WORK REQUIRED:
In the radio transcript about Louise Gluck, what reason does it give for the Swedish Academy celebrating her?

QUOTED TEXT:

MARY LOUISE KELLY, HOST:
American poet Louise Gluck has won a Pulitzer, a Guggenheim, a National Book Award and, as of this morning, a Nobel Prize in literature. NPR's Neda Ulaby tells us more about the writer celebrated by the Swedish Academy for the austere beauty of her poetry.
NEDA ULABY, BYLINE: Louise Gluck grew up in Long Island, N.Y. Her father, an Hungarian immigrant, helped invent the X-Acto knife. Gluck is an incisive writer. In 2012, she told the Academy of Achievement how her father helped shape her sense of language.
(SOUNDBITE OF ARCHIVED RECORDING)
LOUISE GLUCK: My bedtime story when I was very, very little, my father used to tell my sister and me the story of Saint Joan without the burning. And, you know, she heard voices. And I was very accustomed to the idea that one heard voices. I hear language. It's not like an angel speaking to me.

Lines of data
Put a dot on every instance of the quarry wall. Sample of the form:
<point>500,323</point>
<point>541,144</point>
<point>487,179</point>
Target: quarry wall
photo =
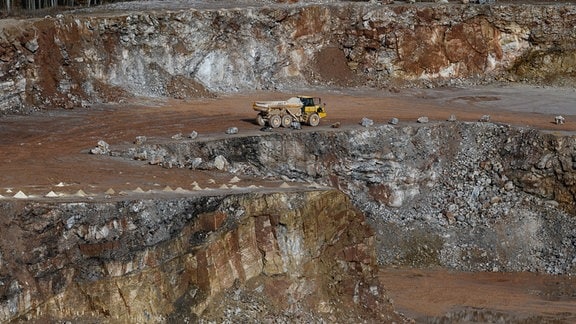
<point>467,196</point>
<point>80,57</point>
<point>167,260</point>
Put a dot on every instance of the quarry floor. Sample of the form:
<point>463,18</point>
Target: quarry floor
<point>49,151</point>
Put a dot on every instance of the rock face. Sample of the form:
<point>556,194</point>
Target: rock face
<point>83,57</point>
<point>470,196</point>
<point>172,259</point>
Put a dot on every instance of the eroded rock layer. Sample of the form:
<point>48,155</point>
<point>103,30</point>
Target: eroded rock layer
<point>469,196</point>
<point>168,259</point>
<point>77,58</point>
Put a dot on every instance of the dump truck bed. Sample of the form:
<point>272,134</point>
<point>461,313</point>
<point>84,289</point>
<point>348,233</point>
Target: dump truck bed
<point>279,104</point>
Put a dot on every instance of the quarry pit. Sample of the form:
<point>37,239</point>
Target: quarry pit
<point>445,221</point>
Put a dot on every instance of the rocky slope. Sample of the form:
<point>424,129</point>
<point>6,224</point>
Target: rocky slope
<point>172,259</point>
<point>82,57</point>
<point>469,196</point>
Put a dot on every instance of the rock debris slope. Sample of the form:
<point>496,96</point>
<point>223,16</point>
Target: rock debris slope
<point>310,252</point>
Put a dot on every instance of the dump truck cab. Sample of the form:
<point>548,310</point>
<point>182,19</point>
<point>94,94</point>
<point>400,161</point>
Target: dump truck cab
<point>312,105</point>
<point>301,109</point>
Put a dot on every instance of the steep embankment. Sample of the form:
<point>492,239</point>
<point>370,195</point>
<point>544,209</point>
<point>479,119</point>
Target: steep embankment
<point>142,260</point>
<point>75,58</point>
<point>469,196</point>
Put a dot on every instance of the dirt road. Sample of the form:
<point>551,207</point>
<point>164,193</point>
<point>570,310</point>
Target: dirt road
<point>50,147</point>
<point>48,151</point>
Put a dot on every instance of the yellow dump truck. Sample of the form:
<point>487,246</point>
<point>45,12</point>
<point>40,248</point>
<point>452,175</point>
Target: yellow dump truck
<point>303,109</point>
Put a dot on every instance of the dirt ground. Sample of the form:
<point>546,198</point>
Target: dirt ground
<point>481,297</point>
<point>48,151</point>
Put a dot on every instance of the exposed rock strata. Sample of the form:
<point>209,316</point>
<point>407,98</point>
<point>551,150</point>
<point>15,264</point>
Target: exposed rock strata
<point>167,259</point>
<point>74,59</point>
<point>471,196</point>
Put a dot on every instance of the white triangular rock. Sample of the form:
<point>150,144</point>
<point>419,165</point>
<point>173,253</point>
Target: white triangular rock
<point>20,195</point>
<point>51,194</point>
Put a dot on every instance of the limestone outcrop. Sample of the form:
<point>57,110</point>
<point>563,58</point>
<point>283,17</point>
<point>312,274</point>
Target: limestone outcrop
<point>168,260</point>
<point>471,196</point>
<point>85,56</point>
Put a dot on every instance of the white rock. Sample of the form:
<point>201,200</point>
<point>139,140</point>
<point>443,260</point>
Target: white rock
<point>20,195</point>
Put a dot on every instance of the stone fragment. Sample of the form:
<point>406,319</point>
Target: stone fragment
<point>32,45</point>
<point>101,148</point>
<point>140,140</point>
<point>51,194</point>
<point>422,120</point>
<point>220,162</point>
<point>485,118</point>
<point>449,217</point>
<point>232,130</point>
<point>234,180</point>
<point>20,195</point>
<point>559,120</point>
<point>366,122</point>
<point>552,203</point>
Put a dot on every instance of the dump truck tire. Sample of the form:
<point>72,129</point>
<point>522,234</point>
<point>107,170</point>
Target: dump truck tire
<point>260,120</point>
<point>286,121</point>
<point>275,121</point>
<point>314,120</point>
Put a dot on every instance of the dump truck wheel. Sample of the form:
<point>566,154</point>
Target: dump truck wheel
<point>286,121</point>
<point>260,120</point>
<point>314,120</point>
<point>275,121</point>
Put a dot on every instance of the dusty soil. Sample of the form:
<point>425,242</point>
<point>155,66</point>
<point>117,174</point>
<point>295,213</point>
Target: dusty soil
<point>440,296</point>
<point>49,151</point>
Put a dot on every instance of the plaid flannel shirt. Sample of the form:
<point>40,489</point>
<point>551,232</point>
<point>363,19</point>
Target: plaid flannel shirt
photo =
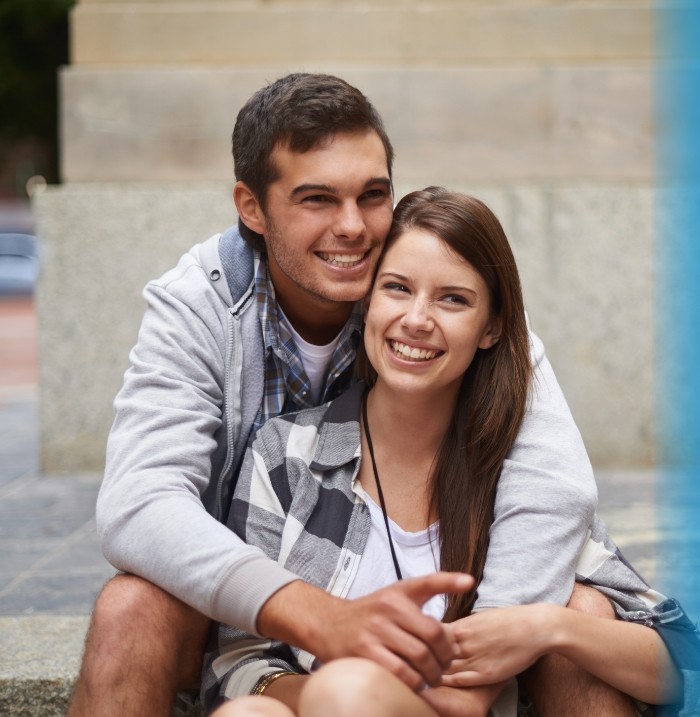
<point>297,499</point>
<point>287,387</point>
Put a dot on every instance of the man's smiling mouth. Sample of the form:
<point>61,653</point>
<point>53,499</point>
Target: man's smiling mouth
<point>341,260</point>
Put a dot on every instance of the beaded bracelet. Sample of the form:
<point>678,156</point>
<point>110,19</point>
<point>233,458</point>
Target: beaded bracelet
<point>266,680</point>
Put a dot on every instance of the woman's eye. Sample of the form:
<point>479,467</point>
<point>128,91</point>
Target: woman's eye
<point>455,299</point>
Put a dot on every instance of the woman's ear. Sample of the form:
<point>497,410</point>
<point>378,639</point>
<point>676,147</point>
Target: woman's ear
<point>248,207</point>
<point>365,308</point>
<point>492,333</point>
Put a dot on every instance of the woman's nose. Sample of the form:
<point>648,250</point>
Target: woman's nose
<point>418,316</point>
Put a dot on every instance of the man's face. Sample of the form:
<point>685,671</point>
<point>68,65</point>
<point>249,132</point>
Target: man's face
<point>326,218</point>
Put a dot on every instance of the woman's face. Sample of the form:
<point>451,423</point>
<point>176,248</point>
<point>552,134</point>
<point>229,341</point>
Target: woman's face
<point>428,313</point>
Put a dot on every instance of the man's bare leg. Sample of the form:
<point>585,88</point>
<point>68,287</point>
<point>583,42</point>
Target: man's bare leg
<point>558,687</point>
<point>143,646</point>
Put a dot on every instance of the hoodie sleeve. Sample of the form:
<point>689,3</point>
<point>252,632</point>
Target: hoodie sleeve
<point>545,502</point>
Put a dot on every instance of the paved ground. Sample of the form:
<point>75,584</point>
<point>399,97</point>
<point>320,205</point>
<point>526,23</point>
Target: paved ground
<point>50,562</point>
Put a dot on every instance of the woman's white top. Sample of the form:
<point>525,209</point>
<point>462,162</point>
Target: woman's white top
<point>418,554</point>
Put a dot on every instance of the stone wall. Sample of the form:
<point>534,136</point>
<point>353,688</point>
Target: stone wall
<point>540,108</point>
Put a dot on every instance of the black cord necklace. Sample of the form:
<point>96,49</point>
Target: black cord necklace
<point>368,436</point>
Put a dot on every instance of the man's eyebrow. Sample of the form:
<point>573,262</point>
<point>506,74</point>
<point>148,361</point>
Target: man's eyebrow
<point>311,187</point>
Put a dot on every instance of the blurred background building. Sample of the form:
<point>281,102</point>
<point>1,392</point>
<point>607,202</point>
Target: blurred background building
<point>540,107</point>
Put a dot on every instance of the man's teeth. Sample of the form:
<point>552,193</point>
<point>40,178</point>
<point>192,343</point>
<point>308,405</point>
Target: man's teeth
<point>341,259</point>
<point>408,352</point>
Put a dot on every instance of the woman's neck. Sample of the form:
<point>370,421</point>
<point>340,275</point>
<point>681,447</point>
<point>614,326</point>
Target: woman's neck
<point>413,423</point>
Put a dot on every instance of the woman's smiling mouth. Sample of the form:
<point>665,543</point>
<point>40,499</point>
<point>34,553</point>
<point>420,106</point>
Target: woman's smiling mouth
<point>411,353</point>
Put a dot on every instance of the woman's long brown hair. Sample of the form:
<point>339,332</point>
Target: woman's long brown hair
<point>494,393</point>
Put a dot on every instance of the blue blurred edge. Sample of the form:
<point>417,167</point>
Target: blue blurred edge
<point>676,92</point>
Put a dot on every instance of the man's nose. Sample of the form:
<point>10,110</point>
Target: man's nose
<point>349,221</point>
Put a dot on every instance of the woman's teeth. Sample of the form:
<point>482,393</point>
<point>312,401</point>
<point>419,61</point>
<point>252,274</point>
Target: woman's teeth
<point>408,352</point>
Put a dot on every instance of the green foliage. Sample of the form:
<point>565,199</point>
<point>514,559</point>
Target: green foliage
<point>33,45</point>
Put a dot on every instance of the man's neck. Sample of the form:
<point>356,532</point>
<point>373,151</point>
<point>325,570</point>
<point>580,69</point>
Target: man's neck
<point>321,328</point>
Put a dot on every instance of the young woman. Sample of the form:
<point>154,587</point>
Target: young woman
<point>397,479</point>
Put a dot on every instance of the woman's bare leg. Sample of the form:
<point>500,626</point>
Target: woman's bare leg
<point>355,686</point>
<point>253,706</point>
<point>558,687</point>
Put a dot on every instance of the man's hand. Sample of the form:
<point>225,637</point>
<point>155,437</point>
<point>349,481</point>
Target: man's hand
<point>386,626</point>
<point>497,644</point>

OUTPUT OF THE TASK:
The Swedish Academy celebrated Louise Gluck for the austere beauty of her poetry.